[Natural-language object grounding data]
++++++++++++++++++++

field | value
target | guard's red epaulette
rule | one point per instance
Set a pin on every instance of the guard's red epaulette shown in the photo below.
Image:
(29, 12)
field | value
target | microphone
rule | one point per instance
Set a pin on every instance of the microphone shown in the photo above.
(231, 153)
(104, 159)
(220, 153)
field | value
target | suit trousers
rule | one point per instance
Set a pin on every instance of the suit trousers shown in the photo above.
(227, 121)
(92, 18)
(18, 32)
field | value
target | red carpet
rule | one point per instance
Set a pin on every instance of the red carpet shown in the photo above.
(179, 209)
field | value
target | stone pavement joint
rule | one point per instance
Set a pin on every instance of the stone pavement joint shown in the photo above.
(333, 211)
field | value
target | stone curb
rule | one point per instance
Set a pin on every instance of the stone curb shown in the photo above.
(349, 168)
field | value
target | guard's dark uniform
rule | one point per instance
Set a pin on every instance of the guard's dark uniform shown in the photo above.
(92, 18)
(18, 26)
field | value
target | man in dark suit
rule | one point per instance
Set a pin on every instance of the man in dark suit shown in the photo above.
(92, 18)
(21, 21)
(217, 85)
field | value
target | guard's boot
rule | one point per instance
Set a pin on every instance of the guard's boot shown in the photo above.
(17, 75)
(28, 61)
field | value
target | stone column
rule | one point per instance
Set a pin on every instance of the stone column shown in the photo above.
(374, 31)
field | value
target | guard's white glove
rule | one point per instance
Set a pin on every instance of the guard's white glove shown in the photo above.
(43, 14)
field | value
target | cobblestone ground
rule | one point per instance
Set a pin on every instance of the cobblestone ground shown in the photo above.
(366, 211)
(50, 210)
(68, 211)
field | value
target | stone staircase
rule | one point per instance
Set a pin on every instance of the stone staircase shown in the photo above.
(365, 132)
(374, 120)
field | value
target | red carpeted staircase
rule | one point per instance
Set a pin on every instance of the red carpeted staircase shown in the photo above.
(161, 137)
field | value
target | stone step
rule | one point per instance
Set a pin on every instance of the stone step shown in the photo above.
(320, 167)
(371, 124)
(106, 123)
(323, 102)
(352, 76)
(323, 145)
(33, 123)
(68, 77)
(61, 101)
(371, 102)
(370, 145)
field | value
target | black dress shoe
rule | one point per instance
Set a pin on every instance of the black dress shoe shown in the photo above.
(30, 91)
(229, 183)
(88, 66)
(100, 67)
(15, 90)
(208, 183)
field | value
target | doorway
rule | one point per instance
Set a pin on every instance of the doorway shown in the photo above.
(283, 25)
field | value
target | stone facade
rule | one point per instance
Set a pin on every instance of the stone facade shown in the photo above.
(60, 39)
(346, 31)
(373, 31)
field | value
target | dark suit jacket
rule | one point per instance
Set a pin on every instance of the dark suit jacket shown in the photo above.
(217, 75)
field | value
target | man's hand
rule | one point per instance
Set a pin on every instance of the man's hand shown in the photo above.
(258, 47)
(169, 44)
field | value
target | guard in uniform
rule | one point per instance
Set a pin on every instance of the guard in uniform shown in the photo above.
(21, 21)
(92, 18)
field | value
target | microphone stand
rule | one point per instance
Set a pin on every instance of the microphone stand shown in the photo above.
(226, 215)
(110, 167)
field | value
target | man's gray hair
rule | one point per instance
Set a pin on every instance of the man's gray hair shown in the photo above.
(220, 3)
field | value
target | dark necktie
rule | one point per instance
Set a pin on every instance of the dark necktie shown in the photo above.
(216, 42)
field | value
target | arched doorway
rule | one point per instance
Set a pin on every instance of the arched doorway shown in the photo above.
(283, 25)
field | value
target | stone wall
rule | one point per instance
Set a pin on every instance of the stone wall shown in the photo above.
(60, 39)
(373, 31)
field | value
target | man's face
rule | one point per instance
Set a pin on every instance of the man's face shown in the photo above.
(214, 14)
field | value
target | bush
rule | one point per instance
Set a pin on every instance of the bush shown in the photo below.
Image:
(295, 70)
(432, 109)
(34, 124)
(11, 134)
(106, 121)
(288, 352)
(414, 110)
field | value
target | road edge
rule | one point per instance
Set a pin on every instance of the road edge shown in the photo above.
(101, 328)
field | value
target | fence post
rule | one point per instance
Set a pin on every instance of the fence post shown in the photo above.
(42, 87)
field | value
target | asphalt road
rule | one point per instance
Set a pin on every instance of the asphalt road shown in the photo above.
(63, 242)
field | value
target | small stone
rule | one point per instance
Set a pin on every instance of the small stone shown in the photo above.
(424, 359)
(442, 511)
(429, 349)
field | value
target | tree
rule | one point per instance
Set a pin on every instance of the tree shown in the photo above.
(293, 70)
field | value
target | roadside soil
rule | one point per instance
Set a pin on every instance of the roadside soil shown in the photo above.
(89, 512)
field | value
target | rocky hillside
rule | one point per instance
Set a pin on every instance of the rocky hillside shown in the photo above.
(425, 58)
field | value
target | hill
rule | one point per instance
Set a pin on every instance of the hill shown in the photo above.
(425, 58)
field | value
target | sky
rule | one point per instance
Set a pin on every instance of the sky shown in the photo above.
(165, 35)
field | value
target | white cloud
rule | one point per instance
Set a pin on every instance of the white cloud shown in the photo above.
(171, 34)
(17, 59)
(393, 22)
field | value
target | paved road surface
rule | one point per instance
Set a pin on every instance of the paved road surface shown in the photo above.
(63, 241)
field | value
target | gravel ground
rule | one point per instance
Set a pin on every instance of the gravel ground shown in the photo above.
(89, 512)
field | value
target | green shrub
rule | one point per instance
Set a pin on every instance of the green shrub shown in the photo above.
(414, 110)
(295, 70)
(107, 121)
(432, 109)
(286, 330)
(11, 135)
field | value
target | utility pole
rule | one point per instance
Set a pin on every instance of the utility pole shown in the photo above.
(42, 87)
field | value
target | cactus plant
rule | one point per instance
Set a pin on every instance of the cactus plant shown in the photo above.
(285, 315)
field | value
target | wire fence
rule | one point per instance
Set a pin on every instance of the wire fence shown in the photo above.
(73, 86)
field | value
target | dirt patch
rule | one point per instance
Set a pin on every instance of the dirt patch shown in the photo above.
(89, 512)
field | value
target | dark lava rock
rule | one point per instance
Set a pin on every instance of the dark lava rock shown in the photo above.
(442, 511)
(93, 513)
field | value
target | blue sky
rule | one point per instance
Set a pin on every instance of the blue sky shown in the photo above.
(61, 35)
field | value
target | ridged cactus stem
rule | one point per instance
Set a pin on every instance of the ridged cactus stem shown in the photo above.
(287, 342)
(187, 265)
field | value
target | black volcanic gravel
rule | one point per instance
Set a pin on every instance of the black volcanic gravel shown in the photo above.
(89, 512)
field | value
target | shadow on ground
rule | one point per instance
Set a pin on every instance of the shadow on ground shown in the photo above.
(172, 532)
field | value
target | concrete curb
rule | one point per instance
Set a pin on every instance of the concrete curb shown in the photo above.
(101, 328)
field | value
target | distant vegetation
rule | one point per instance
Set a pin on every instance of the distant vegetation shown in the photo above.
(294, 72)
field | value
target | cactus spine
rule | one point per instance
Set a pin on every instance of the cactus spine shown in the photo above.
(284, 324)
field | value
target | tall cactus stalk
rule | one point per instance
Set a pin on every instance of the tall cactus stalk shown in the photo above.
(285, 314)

++++++++++++++++++++

■ **WHAT YOU ARE ASKED TO DO**
Print the data again exactly.

■ **EXERCISE OUTPUT**
field | value
target | guard's red epaulette
rule | one point per instance
Set a pin on every instance of the guard's red epaulette shown in the photo below.
Image:
(29, 12)
field | value
target | microphone
rule | one point per instance
Set a pin on every instance of the microphone shown in the photo above.
(231, 153)
(104, 159)
(220, 153)
field | value
target | suit trousers
rule | one point per instance
Set a pin on every instance of the suit trousers shown in the photo above.
(227, 121)
(92, 18)
(18, 32)
field | value
target | red carpet
rule | one point per instance
Set a pin on every instance of the red carpet shown in the photo above.
(179, 209)
field | value
target | stone pavement joint
rule | one point per instance
Set a pin on every instance of the stone pavement joint shown in the photo above.
(333, 211)
field | value
target | stone curb
rule | one point per instance
Set a pin on every instance of the stone curb shown in the photo above.
(349, 168)
field | value
target | guard's dark uniform
rule | one point per instance
Set a pin on every instance of the guard's dark uniform shown in the photo above.
(92, 18)
(18, 26)
field | value
target | man in dark suit
rule | one point per instance
Set a pin on every instance of the man in dark suit shown in the photo above.
(92, 18)
(21, 21)
(217, 85)
field | value
target | guard's boot
rule | one point per instance
Set a pin on every instance of the guard's boot shown in the photo above.
(17, 75)
(28, 61)
field | value
target | stone column
rule | one point per instance
Set a pin on every instance of the stone column shown in the photo above.
(374, 31)
field | value
target | guard's white glove
rule | one point per instance
Set a pin on every instance of the guard's white glove shown in the photo above.
(43, 14)
field | value
target | cobblestone ground
rule | one point per instance
Set a pin on every instance of the cobblestone ground shown in the photo above.
(366, 211)
(50, 210)
(68, 211)
field | value
target | stone staircase
rule | one point per instance
Set a pin on every instance of the stone staircase shown in the photo above.
(365, 132)
(374, 120)
field | value
target | red carpeted staircase
rule | one point per instance
Set a pin on every instance of the red carpeted staircase shown in the photo above.
(161, 137)
field | value
target | stone step
rule | one point per instance
Set a pin on every instance of the stone step shown in the photo above.
(320, 167)
(371, 124)
(106, 123)
(323, 102)
(352, 76)
(323, 145)
(33, 123)
(68, 77)
(61, 101)
(371, 102)
(370, 145)
field | value
target | black dress shoe
rule | one point per instance
Set a pin on every instance of the black dress shoe shown in the photo above.
(30, 91)
(229, 183)
(88, 66)
(100, 67)
(15, 90)
(208, 183)
field | value
target | doorway
rule | one point per instance
Set a pin on every instance of the doorway shown in the photo above.
(283, 25)
field | value
target | stone facade
rule | one point per instance
Set a pin on every instance of the stone facade shown in the photo above.
(60, 39)
(346, 31)
(373, 31)
field | value
target | dark suit jacket
rule | one point per instance
Set a pin on every instance of the dark suit jacket shown in the photo above.
(217, 75)
field | value
target | man's hand
rule | one point per instance
Set a pin on every instance of the man's hand shown in the photo above.
(258, 47)
(169, 44)
field | value
target | guard in uniform
rule | one point per instance
Set a pin on every instance of the guard in uniform shown in the photo above.
(21, 21)
(92, 18)
field | value
target | microphone stand
rule | one point per instance
Set a pin on every instance of the microphone stand shown in the photo above.
(226, 215)
(110, 167)
field | value
target | man's gray hair
rule | one point per instance
Set a pin on every instance of the man's gray hair shown in the photo above.
(220, 3)
field | value
target | dark necktie
rule | one point per instance
Set a pin on every instance of the dark necktie shown in the photo above.
(216, 42)
field | value
target | arched doorway
rule | one point per instance
Set a pin on every instance of the arched doorway shown in the photo above.
(283, 25)
field | value
target | stone wall
rule | one point per instance
Set a pin on every instance of the stone wall shown in the photo above.
(60, 39)
(373, 31)
field | value
target | man's face
rule | one point per instance
Set a pin on every instance of the man's face shown in the photo above.
(214, 14)
field | value
target | bush
rule | one point per instance
Set a pin on every instance of the bush shown in the photo below.
Image:
(295, 70)
(432, 109)
(34, 124)
(11, 134)
(106, 121)
(288, 352)
(414, 110)
field | value
target | road edge
rule | one point per instance
Set a pin on every instance of the road edge shown in the photo above.
(101, 328)
field | value
target | fence post
rule | one point per instance
Set a pin on every instance of the fence post shown in the photo above.
(42, 87)
field | value
target | asphalt road
rule | one point per instance
Set a pin on every instance of the asphalt road shown in the photo above.
(63, 242)
field | value
target | small stone
rule | one point per instance
Set a pin on every instance of the small stone shown in the photo above.
(424, 359)
(442, 511)
(429, 349)
field | value
target | tree
rule | one point per instance
Set a pin on every instance of the tree shown in the photo above.
(293, 70)
field | value
target | roadside soil
rule | one point per instance
Set a pin on every instance of the roadside soil shown in the photo above.
(89, 512)
field | value
target | rocky hillside
rule | one point per instance
Set a pin on every instance of the rocky hillside shown in the photo above.
(425, 58)
field | value
target | hill
rule | one point per instance
Set a pin on every instance of the hill shown in the photo above.
(425, 58)
field | value
target | sky
rule | one point per instance
Set a pin on every instance of the sky shown in the photo above.
(165, 35)
field | value
target | white cloud
rule | one point per instance
Set a pin on every instance of the white cloud shown in the photo above.
(171, 34)
(17, 59)
(393, 22)
field | value
target | paved road surface
rule | one point per instance
Set a pin on every instance of the paved road surface shown in the photo above.
(63, 241)
field | value
target | gravel ground
rule | one point per instance
Set a pin on every instance of the gravel ground shown in the photo above.
(89, 512)
field | value
target | green shrub
rule | one point per instance
Set a pin on every instance of the green shrub shown in the photo above.
(414, 110)
(295, 70)
(107, 121)
(432, 109)
(286, 330)
(11, 135)
field | value
target | utility pole
rule | one point per instance
Set a pin on every instance of the utility pole shown in the photo above.
(42, 87)
field | value
target | cactus plant
rule | one point per instance
Set a pin on every instance of the cactus plant shown in the photo above.
(285, 315)
field | value
target | wire fence
rule | one point per instance
Set a pin on every instance of the wire fence shown in the photo above.
(73, 86)
field | value
target | dirt patch
rule | one point per instance
Set a pin on every instance of the dirt patch shown in the photo above.
(89, 512)
field | value
target | dark lava rock
rule | one point per instance
Set a pin on every instance of the dark lava rock shown in the photo above.
(442, 511)
(93, 513)
field | value
target | blue sky
rule | one point per instance
Set a pin on every instance of the blue sky shown in the photo above.
(61, 35)
field | value
target | ridged cactus stem
rule | one point per instance
Set a pin on every instance of the ridged cactus stem shown in the photo above.
(287, 342)
(187, 265)
field | value
target | black volcanic gravel
rule | one point per instance
Set a pin on every instance of the black volcanic gravel shown in the photo above.
(89, 512)
field | value
target | shadow on ground
rule | one point per instance
Set a pin on every instance of the shadow on ground shown in the photo above.
(172, 532)
field | value
target | concrete curb
rule | one point per instance
Set a pin on every instance of the concrete curb shown in the photo above.
(101, 328)
field | value
target | distant vegetation
rule | one point per instance
Set a pin on every instance of the distant vegetation shown in the photo above.
(294, 72)
field | value
target | cactus spine
rule | one point per instance
Set a pin on every instance of the cactus spine shown in the photo above.
(284, 324)
field | value
target | tall cactus stalk
rule | one point per instance
Set a pin on every instance of the tall cactus stalk shown in the photo above.
(285, 314)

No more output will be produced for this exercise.